Rewrite all of the records below, changing each "Results" to "Points" and leaving every other word and mark untouched.

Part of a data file
__________________________________________________

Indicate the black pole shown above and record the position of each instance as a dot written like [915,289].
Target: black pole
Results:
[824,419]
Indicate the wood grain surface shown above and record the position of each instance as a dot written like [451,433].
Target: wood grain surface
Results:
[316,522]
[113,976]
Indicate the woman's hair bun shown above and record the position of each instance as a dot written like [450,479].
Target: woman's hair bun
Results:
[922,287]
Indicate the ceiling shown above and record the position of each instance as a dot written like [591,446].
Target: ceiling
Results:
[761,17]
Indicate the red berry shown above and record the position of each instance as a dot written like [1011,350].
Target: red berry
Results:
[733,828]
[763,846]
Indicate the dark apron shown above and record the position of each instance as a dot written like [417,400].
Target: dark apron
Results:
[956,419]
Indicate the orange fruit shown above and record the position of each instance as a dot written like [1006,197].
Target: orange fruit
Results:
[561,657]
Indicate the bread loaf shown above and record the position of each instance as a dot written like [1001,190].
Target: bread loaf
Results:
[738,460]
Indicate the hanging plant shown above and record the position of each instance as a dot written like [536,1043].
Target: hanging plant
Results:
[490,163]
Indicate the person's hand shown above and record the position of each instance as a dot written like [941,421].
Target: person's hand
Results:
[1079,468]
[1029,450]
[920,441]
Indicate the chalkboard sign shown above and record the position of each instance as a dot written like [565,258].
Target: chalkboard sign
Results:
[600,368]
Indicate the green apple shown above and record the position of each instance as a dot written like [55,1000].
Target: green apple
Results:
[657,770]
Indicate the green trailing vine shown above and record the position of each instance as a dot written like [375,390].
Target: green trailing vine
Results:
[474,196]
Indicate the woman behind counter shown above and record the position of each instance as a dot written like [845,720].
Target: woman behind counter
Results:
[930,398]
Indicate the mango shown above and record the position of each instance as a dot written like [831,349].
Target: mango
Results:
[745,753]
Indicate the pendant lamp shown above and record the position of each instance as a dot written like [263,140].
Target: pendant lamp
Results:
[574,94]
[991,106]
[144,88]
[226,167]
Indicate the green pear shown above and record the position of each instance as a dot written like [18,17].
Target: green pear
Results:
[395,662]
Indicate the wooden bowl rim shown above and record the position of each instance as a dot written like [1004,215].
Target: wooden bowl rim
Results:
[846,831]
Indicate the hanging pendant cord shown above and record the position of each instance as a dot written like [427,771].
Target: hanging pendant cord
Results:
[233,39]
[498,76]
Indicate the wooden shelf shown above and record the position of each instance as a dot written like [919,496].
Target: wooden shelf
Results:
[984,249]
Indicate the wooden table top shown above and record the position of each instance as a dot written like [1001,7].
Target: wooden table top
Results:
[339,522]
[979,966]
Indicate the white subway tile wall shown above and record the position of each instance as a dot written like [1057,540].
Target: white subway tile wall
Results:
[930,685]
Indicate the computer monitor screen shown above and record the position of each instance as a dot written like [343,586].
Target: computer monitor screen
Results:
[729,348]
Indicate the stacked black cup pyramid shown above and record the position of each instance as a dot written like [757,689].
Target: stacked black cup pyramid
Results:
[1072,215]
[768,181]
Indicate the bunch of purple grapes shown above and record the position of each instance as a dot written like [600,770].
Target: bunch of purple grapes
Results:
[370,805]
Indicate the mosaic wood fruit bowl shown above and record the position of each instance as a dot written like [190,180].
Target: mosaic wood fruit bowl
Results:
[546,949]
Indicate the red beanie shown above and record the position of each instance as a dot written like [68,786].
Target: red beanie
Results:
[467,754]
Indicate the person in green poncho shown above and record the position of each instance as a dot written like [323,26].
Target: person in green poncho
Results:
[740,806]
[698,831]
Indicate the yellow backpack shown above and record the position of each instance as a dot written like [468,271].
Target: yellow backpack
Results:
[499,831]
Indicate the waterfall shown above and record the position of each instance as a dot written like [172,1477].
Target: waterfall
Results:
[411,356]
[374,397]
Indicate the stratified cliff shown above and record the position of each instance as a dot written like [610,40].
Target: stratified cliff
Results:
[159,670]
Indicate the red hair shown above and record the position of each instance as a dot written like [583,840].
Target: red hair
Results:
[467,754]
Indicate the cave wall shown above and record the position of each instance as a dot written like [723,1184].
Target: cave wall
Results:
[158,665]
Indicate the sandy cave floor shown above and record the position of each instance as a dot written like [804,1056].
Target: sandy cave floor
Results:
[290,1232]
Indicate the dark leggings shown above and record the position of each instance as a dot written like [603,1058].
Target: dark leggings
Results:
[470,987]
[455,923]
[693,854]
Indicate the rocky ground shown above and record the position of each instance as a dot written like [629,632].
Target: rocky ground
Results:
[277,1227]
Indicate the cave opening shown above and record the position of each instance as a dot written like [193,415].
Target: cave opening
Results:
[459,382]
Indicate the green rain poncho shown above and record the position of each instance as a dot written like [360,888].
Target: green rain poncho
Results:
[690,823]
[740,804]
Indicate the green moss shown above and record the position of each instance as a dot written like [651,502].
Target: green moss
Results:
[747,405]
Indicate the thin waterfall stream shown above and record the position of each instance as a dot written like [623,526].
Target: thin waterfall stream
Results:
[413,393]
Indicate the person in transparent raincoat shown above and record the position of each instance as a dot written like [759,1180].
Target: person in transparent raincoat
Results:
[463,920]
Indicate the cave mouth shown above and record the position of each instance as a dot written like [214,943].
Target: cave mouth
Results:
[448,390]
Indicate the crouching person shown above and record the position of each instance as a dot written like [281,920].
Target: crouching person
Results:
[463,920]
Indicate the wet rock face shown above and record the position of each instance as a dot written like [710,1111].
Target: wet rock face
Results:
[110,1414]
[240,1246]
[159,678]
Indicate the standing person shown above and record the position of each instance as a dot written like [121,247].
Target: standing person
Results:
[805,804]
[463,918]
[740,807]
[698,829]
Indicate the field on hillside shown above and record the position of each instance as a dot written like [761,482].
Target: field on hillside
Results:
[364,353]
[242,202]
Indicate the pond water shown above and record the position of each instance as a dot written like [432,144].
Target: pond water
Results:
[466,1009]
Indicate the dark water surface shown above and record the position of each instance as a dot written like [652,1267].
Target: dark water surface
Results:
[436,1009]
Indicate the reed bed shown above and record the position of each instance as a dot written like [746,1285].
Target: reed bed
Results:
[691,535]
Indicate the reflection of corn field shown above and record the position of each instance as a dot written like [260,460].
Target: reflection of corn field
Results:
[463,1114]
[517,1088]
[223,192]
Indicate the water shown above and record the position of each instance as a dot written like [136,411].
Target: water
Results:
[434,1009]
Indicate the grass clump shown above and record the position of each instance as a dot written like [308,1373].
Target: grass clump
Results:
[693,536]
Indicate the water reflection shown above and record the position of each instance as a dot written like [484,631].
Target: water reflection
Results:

__________________________________________________

*Problem solution*
Indicate the black pole shown above and record the position of each instance as a dot written like [915,289].
Target: black pole
Points:
[824,419]
Indicate the wood grain surface shown above and record the position of each instance as a dot written like [451,433].
Target: wood grain surface
Points:
[316,522]
[113,976]
Indicate the woman's hair bun shown above and record the position of each instance as a dot written like [450,479].
Target: woman's hair bun
Points:
[922,287]
Indicate the ceiling shown above and record the position of each instance as a dot written like [591,446].
Target: ceiling
Points:
[761,17]
Indicate the red berry shown above and record the position of each instance as a dot written like [1011,350].
Target: red berry
Points:
[733,828]
[763,846]
Indicate the dark apron shown above and record the position of each instance as a dot written like [417,400].
Target: dark apron
Points:
[956,419]
Indicate the orange fruit shown above and record the position of each instance as a dot written like [1006,197].
Target: orange fruit
Points:
[561,657]
Indicate the bread loaf shown above and record the position of each instance as a dot written like [1001,190].
Target: bread loaf
Points:
[738,460]
Indicate the hanging plant shown above and record the position of each instance as a dot written like [536,1043].
Target: hanging plant
Points:
[490,163]
Indicate the person's hand shown above and record the position of each instance as a dot written like [941,421].
Target: person's hand
Points:
[1079,468]
[1029,450]
[920,441]
Indicate the chalkboard sign shown above and record the position of each instance as a dot written like [565,258].
Target: chalkboard sign
Points:
[600,368]
Indicate the green apple shown above and record the position of each instance as a dot written like [55,1000].
Target: green apple
Points:
[657,770]
Indicate the green trailing vine shown above and record the position of each instance as a dot written like [375,390].
Target: green trailing vine
Points:
[474,196]
Indicate the woman behind counter shown above and record the position of each instance as a dot written like [845,720].
Target: woman behind counter
Points:
[930,398]
Indicate the mango shown above and record the position of each instance as a dot written like [831,349].
Target: mango
Points:
[745,753]
Indicate the pendant lamp shown above and record the position of each instance as a dot written like [263,140].
Target: pendant lamp
Points:
[574,94]
[991,106]
[144,88]
[226,167]
Indicate the green pear shown above and record the position of each instance as a dot written like [18,17].
Target: green pear
Points:
[395,662]
Indicate the wooden bowl rim shown above and record the position of each instance as a dot written like [1004,215].
Target: wooden bowl rim
Points:
[846,831]
Indicate the hanging pendant cord shown above and record the position of each instance as a dot written like [427,771].
Target: hanging pendant cord
Points:
[233,39]
[498,76]
Indicate the wooden shelf shown above and record the position of each instance as a dot written like [919,496].
Target: wooden shelf
Points:
[984,249]
Indicate the wooden table top shown above and record the position of each instance as a dot written like [1001,7].
Target: wooden table top
Points:
[339,522]
[979,966]
Indicate the white subway tile wall shown above and record the position of each instance as a dot written like [1057,540].
Target: white subway tile wall
Points:
[930,685]
Indicate the computer monitor screen shown above and record the position of each instance as a dot written like [343,586].
Target: computer monitor screen
Points:
[729,348]
Indicate the stacked black cup pyramid shown above and record the position of each instance as a dot written like [757,689].
Target: stacked black cup pyramid
Points:
[1072,215]
[768,181]
Indicate the bunch of purple grapes shown above and record the position of each instance as a dot written like [600,770].
Target: bunch of purple grapes
Points:
[370,805]
Indicate the mosaic wood fruit bowl shown above and record the position of each instance as a dot written like [190,180].
Target: mosaic wood fruit bowl
Points:
[546,949]
Indicate the red beanie shown above and record the position of each instance as a dot written like [68,786].
Target: red beanie
Points:
[467,754]
Indicate the person in green poncho shown above and record the position of each instance as a dot written like [323,26].
Target: person in green poncho
Points:
[740,806]
[698,831]
Indicate the yellow backpack shown above and record the position of each instance as a dot written like [468,271].
Target: yellow backpack
Points:
[499,831]
Indicate the waterfall shown above and record the position of each instance as a dot written like [172,1477].
Target: waterfall
Points:
[411,356]
[374,397]
Indicate the stratified cliff shown above and record the position of each instance as a dot written like [610,40].
Target: stratified cliff
Points:
[159,670]
Indicate the red hair shown above and record the position of each instance as a dot written like [583,840].
Target: red hair
Points:
[467,754]
Indicate the cave wall shown above and record the position of each instance as a dot written like [723,1184].
Target: cave wall
Points:
[158,665]
Indicate the sandy cave floor shown above and record the position of each instance as a dot written like [804,1056].
Target: sandy cave floor
Points:
[290,1232]
Indicate the dark leggings shown above and record the position of each instance as a dot written like [603,1058].
Target: dark leggings
Points:
[470,987]
[455,923]
[693,854]
Indicate the rocky ground shown above and record the position of each instance as a dot written like [629,632].
Target: rocky ground
Points:
[277,1227]
Indicate the cave opening shown above and record the position of each instance as a dot written like [193,415].
Target: cave opening
Points:
[459,382]
Indicate the green rain poncho shown above and record the position of each instance as a dot written like [360,888].
Target: green rain poncho
Points:
[690,823]
[740,804]
Indicate the green moss shown above and record the position of each instance as a dot written like [651,502].
Target: green moss
Points:
[747,405]
Indicate the thin waterfall stream shown above and record the position of each instance as a dot written like [623,526].
Target: thin waterfall stream
Points:
[413,393]
Indicate the person in transparent raincoat shown above and record the position of each instance as a dot written like [759,1180].
Target: person in transparent raincoat
Points:
[463,920]
Indicate the cave mouth shown above and record the position of each instance as a dot written like [214,943].
Target: cave mouth
Points:
[448,390]
Indicate the crouching person shown above and record the position of each instance as a dot written like [281,920].
Target: crouching person
Points:
[463,920]
Indicate the wet rock face shown above and record the position of each instance as a dot written like [710,1111].
Target: wet rock face
Points:
[110,1414]
[240,1246]
[159,678]
Indicate the standing person shown above and record the position of each instance as a dot written like [121,247].
Target: standing person
Points:
[805,804]
[463,918]
[740,807]
[698,829]
Indicate the field on hillside shown above and record the position of each instance as a dot written like [761,482].
Target: field on hillside
Points:
[364,353]
[242,202]
Indicate the pond water shown above and record the position of each instance as a dot written like [432,144].
Target: pond water
Points:
[466,1009]
Indicate the dark water surface shown above and record the position of each instance as a dot written like [652,1267].
Target: dark water surface
Points:
[436,1009]
Indicate the reed bed shown above and record the position of each instance as a dot written like [746,1285].
Target: reed bed
Points:
[691,535]
Indicate the reflection of corn field shown above and record the position of each instance as a dot written like [260,460].
Target: reflection of corn field
Points:
[463,1114]
[517,1088]
[223,192]
Indicate the water shown above and record the position of each instance as a dot written like [136,411].
Target: water
Points:
[434,1009]
Indicate the grass clump shown above and record the position of each instance as a dot written like [308,1373].
Target: grass clump
Points:
[693,536]
Indicate the water reflection shown above and record the position of each instance as a dot written like [484,631].
Target: water reflection
Points:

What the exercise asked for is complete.